● **Passage**:
Director: Tim Burton

Producers: Bruce Cohen, Dan Jinks, Richard D. Zanuck

Written by: John August; based on the novel by Daniel Wallace

Cast: Ewan McGregor, Albert Finney, Billy Crudup, Jessica Lange, Alison Lohman, Helena Bonham Carter

Rating: (Hsu)


From the opening scenes of Big Fish, the audience is drawn into the elaborate fantasy world of Tim Burton. The camera follows a large, rather ugly fish as it swims through beautiful blue waters, reminiscent of Finding Nemo. The story that follows is just as magical and just as lovely.

Tim Burton has summoned his unique brand of creativity once again, carefully placing his contraptions, gadgets, and off-the-wall characters to give life to Daniel Wallace’s book. They are enlisted to explain the history of a man who loves to embellish his stories so much that lines between fact and fiction are blurred.

At the heart of this movie is a father and son story. Elderly Edward Bloom (Finney) is on his deathbed, and son William (Crudup) has come to try for one last time to obtain from his father the true story of his past. He wishes to know what really happened, even if it is not glamorous.

Edward, however, persists in standing behind his stories, and continues to tell them to anyone who will listen. They’re fascinating tales, some taking place when he’s a boy, but mostly of his adventures as a young man (McGregor). Edward begins life in the small town of Ashton, and meets a witch (Carter) who tells him how he will die. Knowing now that anything else will not kill him, Edward eventually leaves town to explore the rest of the world and seek adventure. Along the way, he finds himself in fantastic settings including a spooky forest with trees that snatch at passers-by, the peculiar town of Spectre where no one wears shoes, and a rowdy circus filled with freaks and trained animals. Not only are the places unusual; the people he meets are even more unbelievable. However, being a friendly guy, Edward Bloom befriends them all.

● **Aim of the task**:
Please continue the Big Fish review from where it stops.

● **Record extracts**:
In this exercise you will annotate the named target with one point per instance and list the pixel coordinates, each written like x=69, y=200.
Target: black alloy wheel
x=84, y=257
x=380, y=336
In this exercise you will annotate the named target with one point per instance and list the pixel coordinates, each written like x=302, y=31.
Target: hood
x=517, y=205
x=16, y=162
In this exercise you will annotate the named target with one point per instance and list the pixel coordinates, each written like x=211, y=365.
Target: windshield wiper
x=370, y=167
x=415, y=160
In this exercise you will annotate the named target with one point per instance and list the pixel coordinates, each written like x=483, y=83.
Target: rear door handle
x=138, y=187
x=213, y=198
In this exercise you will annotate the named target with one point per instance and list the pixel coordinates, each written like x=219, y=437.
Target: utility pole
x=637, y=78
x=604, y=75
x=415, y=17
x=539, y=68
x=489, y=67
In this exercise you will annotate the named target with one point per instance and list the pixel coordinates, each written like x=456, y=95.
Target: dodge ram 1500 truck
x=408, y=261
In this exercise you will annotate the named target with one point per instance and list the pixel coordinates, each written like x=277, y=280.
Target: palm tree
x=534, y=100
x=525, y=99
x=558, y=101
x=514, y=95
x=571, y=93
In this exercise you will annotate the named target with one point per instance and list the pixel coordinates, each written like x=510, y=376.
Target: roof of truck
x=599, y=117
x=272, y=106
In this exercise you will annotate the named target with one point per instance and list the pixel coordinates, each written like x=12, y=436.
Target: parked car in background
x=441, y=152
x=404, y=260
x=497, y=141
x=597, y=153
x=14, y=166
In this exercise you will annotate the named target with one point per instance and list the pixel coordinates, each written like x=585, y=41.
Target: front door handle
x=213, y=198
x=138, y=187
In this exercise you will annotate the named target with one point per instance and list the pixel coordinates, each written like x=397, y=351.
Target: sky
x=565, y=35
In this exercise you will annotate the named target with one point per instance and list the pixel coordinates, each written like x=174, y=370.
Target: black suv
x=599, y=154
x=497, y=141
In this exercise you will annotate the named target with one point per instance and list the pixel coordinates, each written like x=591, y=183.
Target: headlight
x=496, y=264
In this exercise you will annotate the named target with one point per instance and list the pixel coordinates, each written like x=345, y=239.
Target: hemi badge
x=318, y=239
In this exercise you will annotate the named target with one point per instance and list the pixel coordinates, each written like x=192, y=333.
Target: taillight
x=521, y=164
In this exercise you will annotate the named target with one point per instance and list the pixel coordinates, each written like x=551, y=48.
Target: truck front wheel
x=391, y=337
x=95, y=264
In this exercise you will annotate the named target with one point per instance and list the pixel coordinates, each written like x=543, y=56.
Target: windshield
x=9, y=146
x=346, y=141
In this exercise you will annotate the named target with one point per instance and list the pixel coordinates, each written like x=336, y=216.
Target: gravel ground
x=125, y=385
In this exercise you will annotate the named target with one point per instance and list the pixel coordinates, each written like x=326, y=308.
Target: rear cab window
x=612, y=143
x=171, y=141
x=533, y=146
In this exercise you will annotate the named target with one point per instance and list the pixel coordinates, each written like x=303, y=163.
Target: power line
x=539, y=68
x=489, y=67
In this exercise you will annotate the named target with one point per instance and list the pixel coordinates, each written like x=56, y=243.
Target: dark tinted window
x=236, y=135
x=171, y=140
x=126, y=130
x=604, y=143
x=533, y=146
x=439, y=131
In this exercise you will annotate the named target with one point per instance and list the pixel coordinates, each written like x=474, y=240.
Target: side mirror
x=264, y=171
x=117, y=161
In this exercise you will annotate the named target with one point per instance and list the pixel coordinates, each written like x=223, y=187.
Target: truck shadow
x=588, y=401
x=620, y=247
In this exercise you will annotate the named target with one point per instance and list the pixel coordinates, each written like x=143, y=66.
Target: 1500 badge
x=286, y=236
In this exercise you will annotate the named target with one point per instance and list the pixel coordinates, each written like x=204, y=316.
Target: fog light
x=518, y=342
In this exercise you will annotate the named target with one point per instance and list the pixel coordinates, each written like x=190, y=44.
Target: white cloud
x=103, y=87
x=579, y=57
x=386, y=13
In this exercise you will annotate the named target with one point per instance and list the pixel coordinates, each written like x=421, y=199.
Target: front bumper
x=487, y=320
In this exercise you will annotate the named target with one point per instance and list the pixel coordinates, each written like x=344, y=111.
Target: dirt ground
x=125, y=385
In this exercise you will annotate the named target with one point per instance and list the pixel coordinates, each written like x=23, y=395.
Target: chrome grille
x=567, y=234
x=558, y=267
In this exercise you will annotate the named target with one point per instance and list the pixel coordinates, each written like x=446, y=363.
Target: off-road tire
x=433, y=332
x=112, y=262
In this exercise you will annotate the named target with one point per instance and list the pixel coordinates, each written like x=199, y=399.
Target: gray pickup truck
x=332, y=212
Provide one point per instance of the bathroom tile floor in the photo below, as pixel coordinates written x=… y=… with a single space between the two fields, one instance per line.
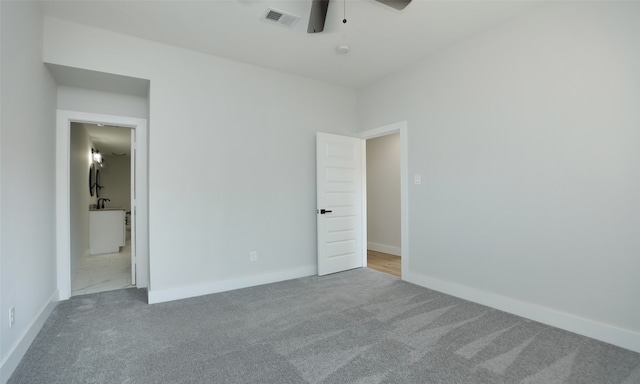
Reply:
x=106 y=272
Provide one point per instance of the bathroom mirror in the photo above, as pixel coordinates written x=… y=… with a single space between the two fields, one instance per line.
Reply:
x=92 y=173
x=98 y=186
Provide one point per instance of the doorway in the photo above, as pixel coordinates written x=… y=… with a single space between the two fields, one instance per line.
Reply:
x=341 y=205
x=381 y=250
x=67 y=251
x=383 y=203
x=102 y=246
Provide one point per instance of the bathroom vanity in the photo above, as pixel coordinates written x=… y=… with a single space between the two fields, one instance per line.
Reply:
x=106 y=230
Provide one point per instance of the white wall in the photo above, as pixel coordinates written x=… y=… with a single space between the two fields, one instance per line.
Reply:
x=80 y=197
x=527 y=141
x=231 y=154
x=383 y=194
x=27 y=241
x=108 y=103
x=115 y=176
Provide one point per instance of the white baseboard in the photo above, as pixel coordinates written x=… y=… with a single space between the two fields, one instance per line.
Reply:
x=608 y=333
x=384 y=248
x=17 y=351
x=163 y=295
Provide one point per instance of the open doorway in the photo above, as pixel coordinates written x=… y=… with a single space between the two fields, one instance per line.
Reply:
x=102 y=256
x=383 y=204
x=137 y=128
x=402 y=253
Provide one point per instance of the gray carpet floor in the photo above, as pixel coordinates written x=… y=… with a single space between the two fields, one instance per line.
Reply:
x=359 y=326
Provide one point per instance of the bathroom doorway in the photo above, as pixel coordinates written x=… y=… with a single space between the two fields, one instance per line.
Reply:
x=78 y=169
x=102 y=256
x=383 y=204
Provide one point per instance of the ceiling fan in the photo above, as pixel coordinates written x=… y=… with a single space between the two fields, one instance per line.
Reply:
x=319 y=12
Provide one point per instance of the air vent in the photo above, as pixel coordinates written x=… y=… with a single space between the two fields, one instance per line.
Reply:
x=275 y=16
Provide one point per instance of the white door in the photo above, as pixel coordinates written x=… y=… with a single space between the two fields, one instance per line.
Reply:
x=132 y=216
x=339 y=202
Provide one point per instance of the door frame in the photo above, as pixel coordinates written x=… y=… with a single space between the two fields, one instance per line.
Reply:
x=399 y=127
x=64 y=119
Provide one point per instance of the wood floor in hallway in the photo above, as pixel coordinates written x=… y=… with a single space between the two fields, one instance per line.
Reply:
x=383 y=262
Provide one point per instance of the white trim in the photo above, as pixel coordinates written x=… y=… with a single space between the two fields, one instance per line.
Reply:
x=164 y=295
x=390 y=249
x=600 y=331
x=19 y=348
x=400 y=127
x=63 y=220
x=364 y=209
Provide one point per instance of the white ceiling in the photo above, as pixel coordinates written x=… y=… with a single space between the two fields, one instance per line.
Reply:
x=99 y=81
x=382 y=39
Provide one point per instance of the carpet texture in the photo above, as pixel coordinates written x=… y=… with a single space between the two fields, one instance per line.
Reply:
x=359 y=326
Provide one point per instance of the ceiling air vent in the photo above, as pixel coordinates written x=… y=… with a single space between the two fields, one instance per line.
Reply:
x=275 y=16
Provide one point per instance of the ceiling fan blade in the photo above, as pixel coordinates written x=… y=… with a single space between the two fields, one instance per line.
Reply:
x=317 y=16
x=397 y=4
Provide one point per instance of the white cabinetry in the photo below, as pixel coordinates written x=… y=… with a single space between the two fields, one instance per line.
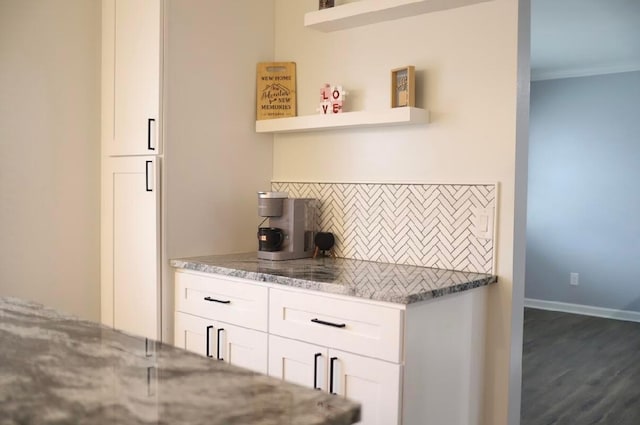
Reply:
x=373 y=383
x=224 y=319
x=416 y=364
x=170 y=116
x=222 y=341
x=130 y=222
x=130 y=286
x=136 y=75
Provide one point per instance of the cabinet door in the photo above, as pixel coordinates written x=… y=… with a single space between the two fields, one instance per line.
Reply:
x=241 y=347
x=193 y=333
x=131 y=68
x=298 y=362
x=130 y=285
x=373 y=383
x=238 y=346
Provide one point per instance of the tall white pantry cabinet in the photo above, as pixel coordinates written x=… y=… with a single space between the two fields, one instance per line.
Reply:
x=179 y=175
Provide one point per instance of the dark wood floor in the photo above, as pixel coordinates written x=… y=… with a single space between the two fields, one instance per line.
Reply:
x=580 y=370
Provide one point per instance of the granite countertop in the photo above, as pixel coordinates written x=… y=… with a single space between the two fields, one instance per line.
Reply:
x=56 y=369
x=394 y=283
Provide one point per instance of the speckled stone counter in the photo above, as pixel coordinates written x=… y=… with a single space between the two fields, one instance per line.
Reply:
x=55 y=369
x=394 y=283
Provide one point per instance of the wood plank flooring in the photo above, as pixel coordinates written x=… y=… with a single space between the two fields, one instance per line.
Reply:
x=579 y=370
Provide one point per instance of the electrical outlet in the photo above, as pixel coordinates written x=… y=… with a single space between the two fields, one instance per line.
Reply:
x=574 y=279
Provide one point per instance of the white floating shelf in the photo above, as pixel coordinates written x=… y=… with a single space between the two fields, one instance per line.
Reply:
x=387 y=117
x=365 y=12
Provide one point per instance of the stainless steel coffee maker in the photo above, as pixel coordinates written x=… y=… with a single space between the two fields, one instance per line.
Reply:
x=291 y=229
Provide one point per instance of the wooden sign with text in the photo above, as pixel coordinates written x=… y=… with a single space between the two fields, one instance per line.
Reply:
x=276 y=90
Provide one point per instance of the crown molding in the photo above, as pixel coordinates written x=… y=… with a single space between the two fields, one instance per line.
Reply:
x=584 y=72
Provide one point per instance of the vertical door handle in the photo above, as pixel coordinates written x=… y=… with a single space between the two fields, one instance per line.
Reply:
x=148 y=175
x=315 y=370
x=151 y=145
x=208 y=342
x=331 y=362
x=218 y=351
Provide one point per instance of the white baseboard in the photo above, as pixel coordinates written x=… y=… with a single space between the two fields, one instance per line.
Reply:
x=587 y=310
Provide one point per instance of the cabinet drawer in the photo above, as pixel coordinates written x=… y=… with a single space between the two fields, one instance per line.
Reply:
x=229 y=300
x=357 y=327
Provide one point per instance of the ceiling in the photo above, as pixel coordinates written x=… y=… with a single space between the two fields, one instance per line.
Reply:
x=571 y=38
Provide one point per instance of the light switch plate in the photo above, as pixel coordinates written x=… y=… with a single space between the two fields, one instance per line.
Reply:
x=483 y=223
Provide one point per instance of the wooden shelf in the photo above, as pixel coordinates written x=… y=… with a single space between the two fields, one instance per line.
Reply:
x=388 y=117
x=365 y=12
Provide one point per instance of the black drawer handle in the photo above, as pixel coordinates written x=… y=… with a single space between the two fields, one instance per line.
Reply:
x=315 y=370
x=333 y=359
x=217 y=301
x=208 y=342
x=335 y=325
x=150 y=145
x=218 y=351
x=147 y=177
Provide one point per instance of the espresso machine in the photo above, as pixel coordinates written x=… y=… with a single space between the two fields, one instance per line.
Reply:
x=291 y=229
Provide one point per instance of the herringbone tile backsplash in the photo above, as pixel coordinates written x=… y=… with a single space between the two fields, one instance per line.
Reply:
x=417 y=224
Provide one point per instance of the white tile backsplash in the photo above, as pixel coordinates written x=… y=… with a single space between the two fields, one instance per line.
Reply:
x=428 y=225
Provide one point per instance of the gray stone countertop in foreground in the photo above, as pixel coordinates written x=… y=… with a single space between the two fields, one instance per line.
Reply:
x=395 y=283
x=56 y=369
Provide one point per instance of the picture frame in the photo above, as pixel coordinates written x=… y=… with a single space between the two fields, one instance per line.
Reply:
x=403 y=90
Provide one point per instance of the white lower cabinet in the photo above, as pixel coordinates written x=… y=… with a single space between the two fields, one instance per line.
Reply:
x=374 y=383
x=222 y=341
x=420 y=364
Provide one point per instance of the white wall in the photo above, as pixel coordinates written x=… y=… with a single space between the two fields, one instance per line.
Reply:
x=214 y=161
x=49 y=153
x=466 y=63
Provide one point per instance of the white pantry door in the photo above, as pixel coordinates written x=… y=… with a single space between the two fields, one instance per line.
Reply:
x=133 y=191
x=137 y=28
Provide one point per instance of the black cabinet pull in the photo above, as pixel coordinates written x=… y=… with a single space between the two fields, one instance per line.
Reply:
x=208 y=342
x=217 y=301
x=218 y=350
x=149 y=123
x=315 y=370
x=335 y=325
x=333 y=359
x=147 y=178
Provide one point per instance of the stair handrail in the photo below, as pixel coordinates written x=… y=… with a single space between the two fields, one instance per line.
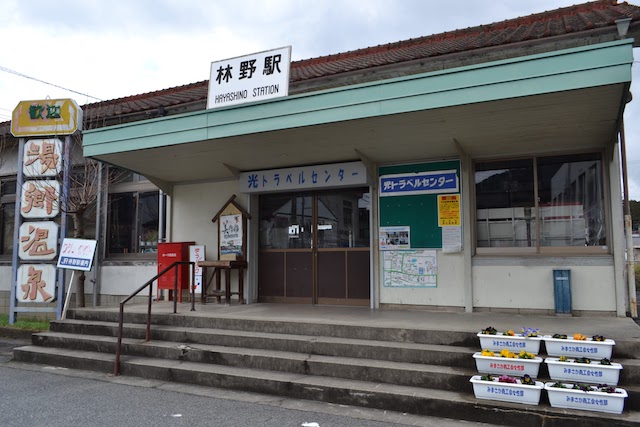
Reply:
x=116 y=368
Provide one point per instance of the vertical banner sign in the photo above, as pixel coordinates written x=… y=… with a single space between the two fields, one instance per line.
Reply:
x=196 y=254
x=256 y=77
x=40 y=197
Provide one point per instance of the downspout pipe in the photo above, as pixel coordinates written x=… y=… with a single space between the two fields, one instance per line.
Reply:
x=631 y=277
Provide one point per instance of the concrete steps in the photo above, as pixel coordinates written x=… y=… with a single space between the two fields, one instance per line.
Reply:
x=417 y=371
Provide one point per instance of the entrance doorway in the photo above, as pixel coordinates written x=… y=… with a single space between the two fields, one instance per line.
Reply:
x=314 y=247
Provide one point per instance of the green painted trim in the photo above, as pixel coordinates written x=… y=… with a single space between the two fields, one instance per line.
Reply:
x=564 y=70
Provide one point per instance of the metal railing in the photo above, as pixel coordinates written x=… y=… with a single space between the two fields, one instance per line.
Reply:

● **Reply to the exercise**:
Most importantly, while he is on his travels, Edward meets the love of his wife Sandra (Lohman and Lange). The relationship between Edward and Sandra is such a sweet one that it almost upstages the father-son storyline. But perhaps that’s the point, because the father-son story is dependent on a love story between William’s parents.

Whenever the movie strays to the past, everything becomes more vivid. The colors are bold and glowing, and the characters are larger than life. The world of Edward Bloom is entrancing and all his audiences, including us, are held spellbound and expectant. These stories of Edward’s past are not told chronologically, but are woven in and out of the present story with William becoming increasingly upset that he and his father are strangers who do not understand the truths of each others’ lives.

Danny Elfman, who has collaborated with Burton on many past projects including The Nightmare Before Christmas and Edward Scissorhands, has once again provided a soundtrack that appropriately enhances the images on screen.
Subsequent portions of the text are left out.